Simile

Intelligent offline-first semantic search for modern applications

Overview

Simile is a high-performance search engine that combines semantic understanding, fuzzy matching, and keyword search to deliver highly relevant results—entirely offline. Built with Transformers.js, it requires no API calls, runs completely locally, and scales to handle large datasets efficiently.

Perfect for product catalogs, content libraries, user directories, and any application requiring intelligent search without external dependencies.

Key Features

🧠 Semantic Understanding — Finds conceptually similar items, not just keyword matches ("phone charger" → "USB-C cable")
🔤 Typo Tolerance — Fuzzy matching handles misspellings and partial queries gracefully
⚡ Lightning Fast — O(log n) search with HNSW indexing for datasets of 10k+ items
💾 Memory Efficient — Quantization support (float16/int8) reduces memory usage by up to 75%
🔄 Non-blocking Updates — Asynchronous indexing keeps your application responsive
📦 Zero Dependencies on APIs — Runs entirely locally with Transformers.js
🔗 Deep Object Search — Query nested fields with dot notation (author.firstName)

» **Dataset excerpts**:
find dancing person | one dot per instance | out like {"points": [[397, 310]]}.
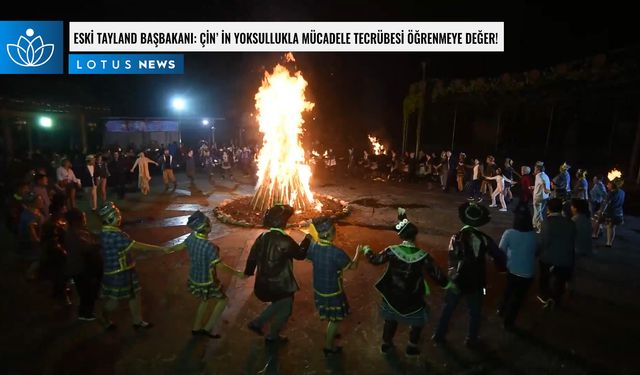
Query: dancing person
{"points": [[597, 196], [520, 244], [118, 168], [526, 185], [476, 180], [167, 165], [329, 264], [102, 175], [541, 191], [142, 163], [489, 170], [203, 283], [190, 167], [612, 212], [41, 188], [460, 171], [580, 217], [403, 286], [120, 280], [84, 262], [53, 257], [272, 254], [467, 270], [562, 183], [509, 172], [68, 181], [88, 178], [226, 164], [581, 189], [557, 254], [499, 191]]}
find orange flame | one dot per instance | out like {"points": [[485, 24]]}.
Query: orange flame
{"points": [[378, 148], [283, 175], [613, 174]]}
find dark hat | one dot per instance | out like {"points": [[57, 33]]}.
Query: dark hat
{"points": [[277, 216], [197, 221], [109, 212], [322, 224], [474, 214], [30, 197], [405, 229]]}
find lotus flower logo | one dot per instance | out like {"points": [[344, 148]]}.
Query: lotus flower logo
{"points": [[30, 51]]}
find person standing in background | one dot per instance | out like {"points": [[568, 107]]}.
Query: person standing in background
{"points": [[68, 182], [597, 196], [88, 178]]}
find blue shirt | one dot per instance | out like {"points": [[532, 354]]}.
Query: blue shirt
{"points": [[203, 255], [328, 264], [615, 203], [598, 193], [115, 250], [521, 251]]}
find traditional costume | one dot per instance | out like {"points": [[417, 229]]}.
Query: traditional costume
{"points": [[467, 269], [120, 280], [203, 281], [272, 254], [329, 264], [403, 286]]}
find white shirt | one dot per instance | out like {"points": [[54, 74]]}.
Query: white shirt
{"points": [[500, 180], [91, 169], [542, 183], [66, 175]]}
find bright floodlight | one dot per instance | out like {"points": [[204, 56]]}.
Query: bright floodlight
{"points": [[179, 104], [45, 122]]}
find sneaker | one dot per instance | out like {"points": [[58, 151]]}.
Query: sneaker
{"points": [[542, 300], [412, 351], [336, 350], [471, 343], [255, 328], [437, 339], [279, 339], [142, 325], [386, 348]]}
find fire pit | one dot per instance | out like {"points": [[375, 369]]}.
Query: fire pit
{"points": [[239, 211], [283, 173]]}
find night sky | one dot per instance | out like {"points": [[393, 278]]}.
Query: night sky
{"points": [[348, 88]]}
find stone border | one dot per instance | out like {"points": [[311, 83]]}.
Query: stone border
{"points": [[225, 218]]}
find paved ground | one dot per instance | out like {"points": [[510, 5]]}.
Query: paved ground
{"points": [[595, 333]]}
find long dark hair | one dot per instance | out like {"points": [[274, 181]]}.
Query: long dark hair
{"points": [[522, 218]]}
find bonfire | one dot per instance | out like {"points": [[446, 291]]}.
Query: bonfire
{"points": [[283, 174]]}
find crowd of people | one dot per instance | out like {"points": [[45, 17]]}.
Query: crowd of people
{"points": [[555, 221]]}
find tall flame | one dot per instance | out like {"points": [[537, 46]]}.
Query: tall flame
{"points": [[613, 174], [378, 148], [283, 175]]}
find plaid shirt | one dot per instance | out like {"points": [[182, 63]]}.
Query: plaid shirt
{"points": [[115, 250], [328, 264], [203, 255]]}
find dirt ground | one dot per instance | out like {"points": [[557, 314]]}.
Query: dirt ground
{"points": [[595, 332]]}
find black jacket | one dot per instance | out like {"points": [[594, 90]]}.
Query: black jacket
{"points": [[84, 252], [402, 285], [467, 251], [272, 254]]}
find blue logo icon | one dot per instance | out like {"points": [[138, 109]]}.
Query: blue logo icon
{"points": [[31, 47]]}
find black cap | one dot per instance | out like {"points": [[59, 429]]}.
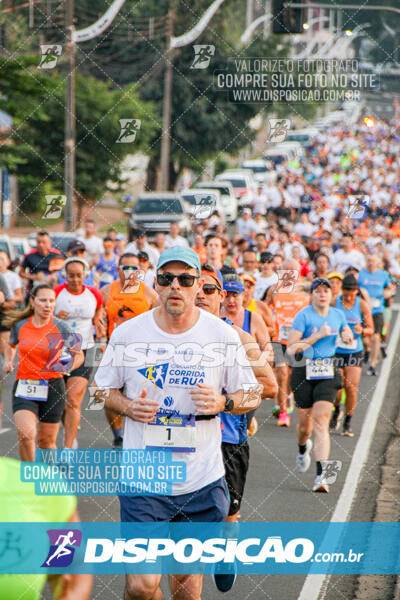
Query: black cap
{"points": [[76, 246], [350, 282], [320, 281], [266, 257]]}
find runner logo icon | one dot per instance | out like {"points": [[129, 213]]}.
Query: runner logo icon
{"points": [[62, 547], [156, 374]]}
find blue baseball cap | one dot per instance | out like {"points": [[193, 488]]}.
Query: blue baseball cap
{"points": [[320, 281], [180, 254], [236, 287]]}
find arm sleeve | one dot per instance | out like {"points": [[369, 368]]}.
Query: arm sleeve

» **Set of tasks**:
**a.** According to the Simile overview, how much can quantization reduce memory usage?
**b.** Filter the records down to every line that contains the string "plaid".
The Simile text and the records are unrelated to each other.

» **Answer list**:
**a.** By up to 75%.

**b.**
find plaid shirt | one dot per instance | out like {"points": [[182, 63]]}.
Query: plaid shirt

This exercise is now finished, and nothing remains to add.